§ Task statement:
Reproduce the data word for word, from the line that contains "One point belongs to every instance of the blue" through the end of the data, and leave the pictures out of your answer.

----

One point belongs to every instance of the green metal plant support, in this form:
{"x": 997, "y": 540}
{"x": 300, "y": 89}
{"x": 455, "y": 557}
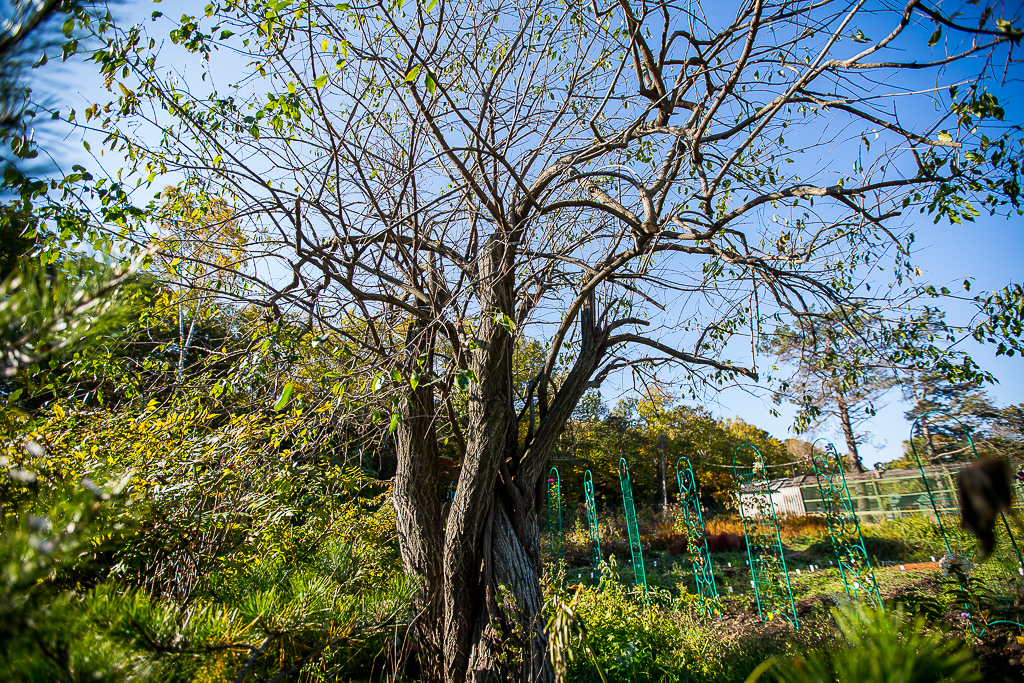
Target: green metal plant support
{"x": 844, "y": 526}
{"x": 554, "y": 514}
{"x": 1010, "y": 578}
{"x": 769, "y": 577}
{"x": 697, "y": 540}
{"x": 639, "y": 577}
{"x": 595, "y": 534}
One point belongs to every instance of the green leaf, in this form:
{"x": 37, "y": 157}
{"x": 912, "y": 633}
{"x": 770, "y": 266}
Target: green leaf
{"x": 464, "y": 379}
{"x": 285, "y": 395}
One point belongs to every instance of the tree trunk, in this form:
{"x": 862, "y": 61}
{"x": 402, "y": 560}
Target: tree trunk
{"x": 851, "y": 441}
{"x": 417, "y": 506}
{"x": 665, "y": 481}
{"x": 478, "y": 613}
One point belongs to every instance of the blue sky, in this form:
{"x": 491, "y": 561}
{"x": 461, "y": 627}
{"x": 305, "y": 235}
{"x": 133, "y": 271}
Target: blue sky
{"x": 988, "y": 251}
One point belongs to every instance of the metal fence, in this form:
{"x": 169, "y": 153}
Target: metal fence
{"x": 876, "y": 496}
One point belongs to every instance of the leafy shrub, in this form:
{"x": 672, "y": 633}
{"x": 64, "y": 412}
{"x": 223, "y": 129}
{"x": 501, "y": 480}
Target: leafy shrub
{"x": 884, "y": 647}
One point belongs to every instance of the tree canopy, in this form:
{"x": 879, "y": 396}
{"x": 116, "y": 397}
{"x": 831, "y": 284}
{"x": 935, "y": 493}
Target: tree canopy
{"x": 646, "y": 187}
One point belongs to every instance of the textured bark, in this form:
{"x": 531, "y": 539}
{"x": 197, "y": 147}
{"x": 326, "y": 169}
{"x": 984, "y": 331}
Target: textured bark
{"x": 851, "y": 440}
{"x": 417, "y": 506}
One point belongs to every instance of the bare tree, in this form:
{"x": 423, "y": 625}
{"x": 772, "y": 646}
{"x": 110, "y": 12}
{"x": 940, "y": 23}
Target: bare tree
{"x": 439, "y": 182}
{"x": 839, "y": 375}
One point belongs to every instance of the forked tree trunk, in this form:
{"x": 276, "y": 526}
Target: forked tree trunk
{"x": 478, "y": 612}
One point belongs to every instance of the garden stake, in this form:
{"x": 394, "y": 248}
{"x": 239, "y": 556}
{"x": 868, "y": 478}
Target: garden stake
{"x": 554, "y": 508}
{"x": 595, "y": 534}
{"x": 631, "y": 525}
{"x": 764, "y": 544}
{"x": 697, "y": 540}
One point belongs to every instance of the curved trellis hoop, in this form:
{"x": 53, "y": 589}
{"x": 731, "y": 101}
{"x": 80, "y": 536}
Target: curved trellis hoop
{"x": 631, "y": 524}
{"x": 595, "y": 535}
{"x": 697, "y": 539}
{"x": 1010, "y": 572}
{"x": 554, "y": 514}
{"x": 769, "y": 577}
{"x": 844, "y": 526}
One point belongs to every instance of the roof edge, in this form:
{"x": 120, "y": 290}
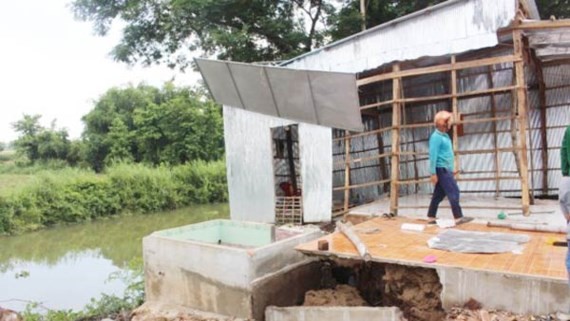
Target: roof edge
{"x": 376, "y": 28}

----

§ Correct result:
One point belongs to every instance of the blue sky, in this form:
{"x": 491, "y": 561}
{"x": 461, "y": 627}
{"x": 305, "y": 235}
{"x": 133, "y": 271}
Target: blue sky
{"x": 988, "y": 251}
One point belongs to every instance of the metal fence, in this form:
{"x": 169, "y": 153}
Target: metal fence
{"x": 876, "y": 496}
One point belongs to every instance of the leafy shrub, in this form:
{"x": 672, "y": 633}
{"x": 64, "y": 412}
{"x": 223, "y": 129}
{"x": 501, "y": 480}
Target: leafy shrub
{"x": 884, "y": 647}
One point belongs to every instance of the tree canopy, in this form:
{"x": 879, "y": 396}
{"x": 116, "y": 397}
{"x": 831, "y": 284}
{"x": 935, "y": 493}
Target: tree canopy
{"x": 646, "y": 187}
One point belongs to every instance of the textured bark, in this form:
{"x": 531, "y": 539}
{"x": 197, "y": 147}
{"x": 326, "y": 169}
{"x": 984, "y": 331}
Target: textured bark
{"x": 851, "y": 440}
{"x": 417, "y": 506}
One point belongs to every instance of the bare tree, in this form:
{"x": 423, "y": 625}
{"x": 772, "y": 646}
{"x": 110, "y": 12}
{"x": 940, "y": 23}
Target: bare tree
{"x": 439, "y": 182}
{"x": 839, "y": 375}
One point belongs to every instance of the forked tree trunk, in this form:
{"x": 276, "y": 526}
Target: forked tree trunk
{"x": 478, "y": 612}
One point belongs to every instance of the garden stake, in this form:
{"x": 394, "y": 248}
{"x": 239, "y": 556}
{"x": 868, "y": 478}
Target: garden stake
{"x": 554, "y": 508}
{"x": 595, "y": 534}
{"x": 631, "y": 525}
{"x": 764, "y": 544}
{"x": 697, "y": 540}
One point belongs to every instance of the curved trellis hoop, in this form:
{"x": 53, "y": 589}
{"x": 731, "y": 101}
{"x": 80, "y": 536}
Target: curved trellis hoop
{"x": 631, "y": 524}
{"x": 595, "y": 535}
{"x": 697, "y": 539}
{"x": 1010, "y": 572}
{"x": 554, "y": 514}
{"x": 769, "y": 577}
{"x": 844, "y": 526}
One point belongs to every instance of the roof edge, in this form:
{"x": 120, "y": 290}
Target: roof edge
{"x": 376, "y": 28}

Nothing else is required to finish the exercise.